[Selected extract Boundary: Start]

FuseMoE: Mixture-of-Experts Transformers for Fleximodal Fusion
Xing Han, Huy Nguyen, Carl Harris, Nhat Ho, Suchi Saria
TL;DR
FuseMoE presents a scalable, flexible multimodal fusion framework for FlexiModal data by integrating a sparsely gated MoE backbone with a novel Laplace gating, per-modality routers, and an irregularity encoder. Theoretical analysis shows superior convergence properties for density and parameter estimation under Laplace gating compared to Softmax, and empirical results demonstrate gains across medical, vision, and sentiment benchmarks, especially under missing modalities and irregular sampling. The combination of entropy-regularized routing, modular modality handling, and robust irregularity encoding yields improved predictive performance while maintaining scalability across many modalities. This work offers a practical, theoretically-supported pathway for robust multimodal fusion in real-world settings like EHRs and multimedia analysis.

[Selected extract Boundary: End]
[Records Boundary: Start]

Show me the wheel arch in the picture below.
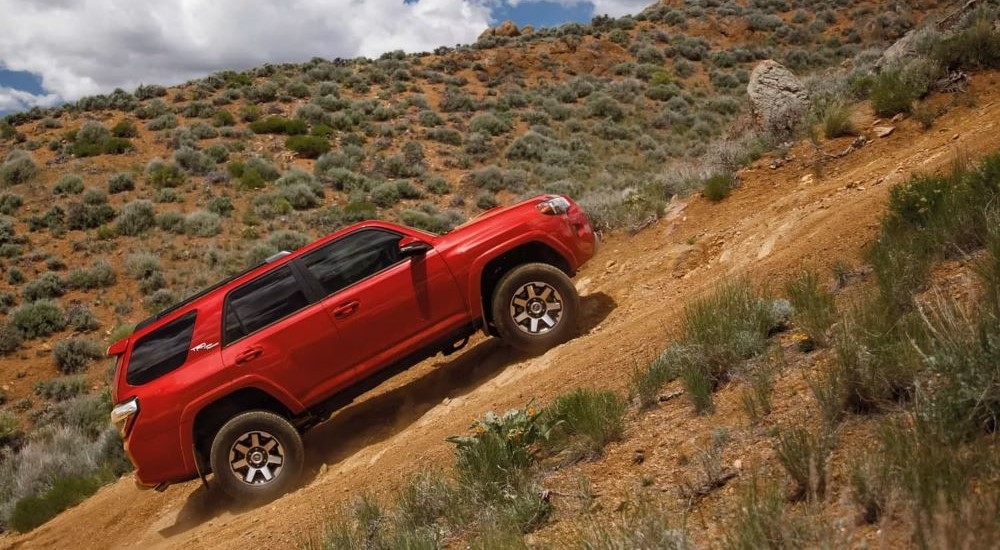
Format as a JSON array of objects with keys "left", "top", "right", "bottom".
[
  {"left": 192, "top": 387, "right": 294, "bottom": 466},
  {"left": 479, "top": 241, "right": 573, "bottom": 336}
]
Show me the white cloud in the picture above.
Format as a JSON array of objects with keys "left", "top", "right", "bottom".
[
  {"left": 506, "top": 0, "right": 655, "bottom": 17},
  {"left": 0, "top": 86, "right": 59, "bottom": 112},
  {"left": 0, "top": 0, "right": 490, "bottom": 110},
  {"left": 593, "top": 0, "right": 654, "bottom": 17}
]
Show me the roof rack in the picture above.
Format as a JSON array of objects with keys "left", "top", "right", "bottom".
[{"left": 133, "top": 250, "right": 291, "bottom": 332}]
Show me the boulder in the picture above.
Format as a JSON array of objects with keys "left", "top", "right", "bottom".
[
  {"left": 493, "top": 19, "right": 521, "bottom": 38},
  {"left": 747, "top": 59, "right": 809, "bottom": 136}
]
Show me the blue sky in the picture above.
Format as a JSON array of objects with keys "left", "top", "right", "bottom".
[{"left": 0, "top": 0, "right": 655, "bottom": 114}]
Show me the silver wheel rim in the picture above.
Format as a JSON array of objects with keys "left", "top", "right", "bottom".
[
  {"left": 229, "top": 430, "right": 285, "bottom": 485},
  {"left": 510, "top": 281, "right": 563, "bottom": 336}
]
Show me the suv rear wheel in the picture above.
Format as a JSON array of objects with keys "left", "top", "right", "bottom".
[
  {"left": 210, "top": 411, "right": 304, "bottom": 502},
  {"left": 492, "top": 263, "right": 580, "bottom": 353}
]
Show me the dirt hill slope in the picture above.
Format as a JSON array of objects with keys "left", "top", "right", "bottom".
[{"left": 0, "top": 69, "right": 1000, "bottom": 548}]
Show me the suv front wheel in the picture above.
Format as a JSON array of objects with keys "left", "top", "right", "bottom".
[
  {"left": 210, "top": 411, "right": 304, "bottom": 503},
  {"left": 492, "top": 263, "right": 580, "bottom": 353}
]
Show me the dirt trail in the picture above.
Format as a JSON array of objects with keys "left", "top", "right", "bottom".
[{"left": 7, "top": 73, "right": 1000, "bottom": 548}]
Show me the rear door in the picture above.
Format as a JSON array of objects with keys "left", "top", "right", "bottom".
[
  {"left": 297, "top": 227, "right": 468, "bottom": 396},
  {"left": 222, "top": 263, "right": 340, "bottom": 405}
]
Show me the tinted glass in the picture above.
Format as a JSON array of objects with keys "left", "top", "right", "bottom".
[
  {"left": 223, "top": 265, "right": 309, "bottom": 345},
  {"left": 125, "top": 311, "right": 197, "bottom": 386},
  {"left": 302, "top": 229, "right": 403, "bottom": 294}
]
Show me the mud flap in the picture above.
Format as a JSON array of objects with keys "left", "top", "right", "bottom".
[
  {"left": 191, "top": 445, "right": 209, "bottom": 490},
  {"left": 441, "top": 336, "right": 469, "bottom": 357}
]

[Records Boundary: End]

# Things to do
• a. Based on the FuseMoE summary, what reason does it give for using Laplace gating instead of Softmax gating?
• b. Resume the FuseMoE summary after its last sentence.

# List of answers
• a. Its theoretical analysis shows that Laplace gating has better convergence properties for density and parameter estimation than Softmax gating.

• b.
Abstract
As machine learning models in critical fields increasingly grapple with multimodal data, they face the dual challenges of handling a wide array of modalities, often incomplete due to missing elements, and the temporal irregularity and sparsity of collected samples. Successfully leveraging this complex data, while overcoming the scarcity of high-quality training samples, is key to improving these models' predictive performance. We introduce ``FuseMoE'', a mixture-of-experts framework incorporated with an innovative gating function. Designed to integrate a diverse number of modalities, FuseMoE is effective in managing scenarios with missing modalities and irregularly sampled data trajectories. Theoretically, our unique gating function contributes to enhanced convergence rates, leading to better performance in multiple downstream tasks. The practical utility of FuseMoE in the real world is validated by a diverse set of challenging prediction tasks.